**Selected text:**
******************************
Why Listeria?

Listeria monocytogenes is a common bacterium that is often associated with food poisoning. We have evolved in an environment in which Listeria is present in the soil and many of our foods (leafy vegetables, dairy products, meat), and we have a complex and effective immune relationship with it.  Most people encounter Listeria in their food routinely and never know it because Listeria is capable of stimulating a very strong cell mediated immune response which eliminates the microbe before it can do any damage.  [A cell mediated immune response is the same type of immune response that can be used to kill and clear cancer cells, which is what drew our attention to this microbe in the first place.] Listeria is not very infectious, and people do not spread Listeria from one to another.  However, Listeria can cause disease in people who are immuno-suppressed, such as 3rd trimester pregnant women or HIV patients.  In these cases Listeria can be fatal, which indicates how strong our immune response is to Listeria: normal people do not realize they have ingested the bacterium, but immunocompromised people can have a fatal response.
******************************
**Recorded data:**
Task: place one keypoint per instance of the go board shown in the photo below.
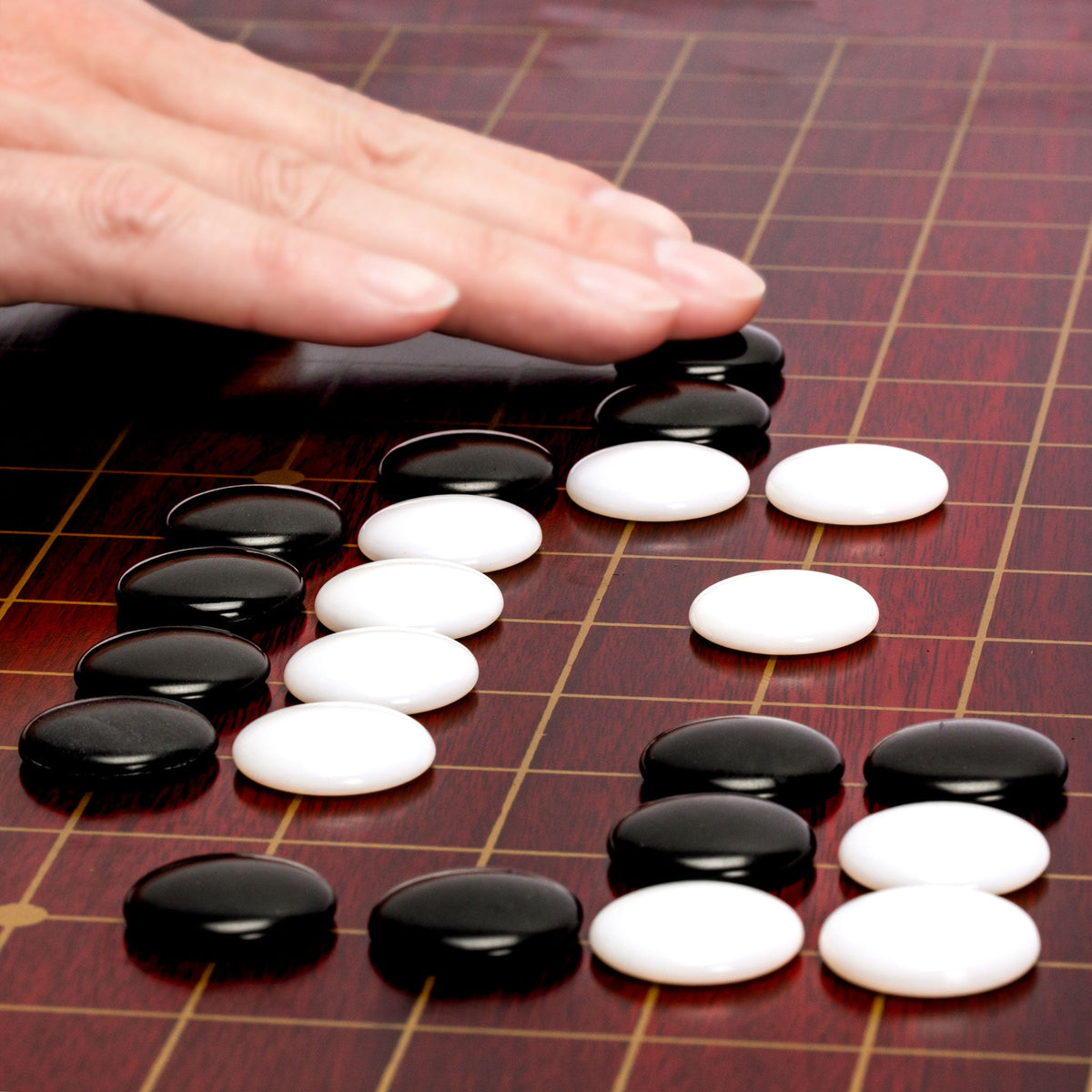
(913, 180)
******************************
**Action item A:** In the Listeria passage, what kind of immune response eliminates the microbe before it can do damage?
**Action item B:** Write the next few sentences of the Listeria passage, picking up after its final sentence.
This listing comes from a separate source unrelated to the Listeria passage.

**Response area A:** A very strong cell mediated immune response.

**Response area B:**
Like most bacteria, Listeria is a very strong stimulator of innate immunity, which is a non-specific way to getting the immune system ready to face any threat. Innate immunity sets the stage for an adaptive immune response, which is one directed against a specific target, and usually the stronger the innate response the stronger is the adaptive response.  Agents that stimulate innate immunity are called immuno-adjuvants (or just adjuvants), and many technologies currently in development require the use of adjuvants.  Our vaccines do not require the use of additional adjuvants because the innate immune response to Listeria is so strong that it elicits the release from the body of many of the chemicals other treatments use as external adjuvants.

Listeria has a unique life cycle. It infects Antigen Presenting Cells (APC), which are the cells that activate immune cells and tell them what to attack.  Because of this, Listeria becomes perfectly positioned to have the maximum effect on the immune system in terms of directing it against specific targets. Even more unusual is Listeria's ability to stimulate both helper T cells (CD4+) and killer T cells (CD8+), since both are necessary for an antitumor response and it is unusual for a single pathogen to stimulate both in the way Listeria does.

Antigen Processing Cells normally engulf foreign elements to remove them from the body and present them to the immune system.

Following their ingestion, they are encapsulated and digested in a structure called a phagolysosome (see below).  Fragments of the digested invader are used to stimulate the immune system through the exogenous pathway (exogenous; since the invader came from outside the cell). 

This pathway is associated with the formation of MHC class II complexes and the activation of specific CD4+ helper T cells directed against the invader. This is the most common response to a foreign invader.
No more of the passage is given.